Given information ::
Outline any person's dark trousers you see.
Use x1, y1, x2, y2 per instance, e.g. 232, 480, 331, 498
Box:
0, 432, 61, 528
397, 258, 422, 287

Work instructions :: Rewrite all the lines of the records, requests included. Multiply every bounding-box coordinate in the answers by 2 and round to whole numbers, with halves rounded up.

Result for this exercise ::
Outline any person's dark trousers you see.
Use x1, y1, x2, y2 per instance, e.g. 232, 480, 331, 498
Box:
0, 864, 122, 1056
794, 516, 844, 574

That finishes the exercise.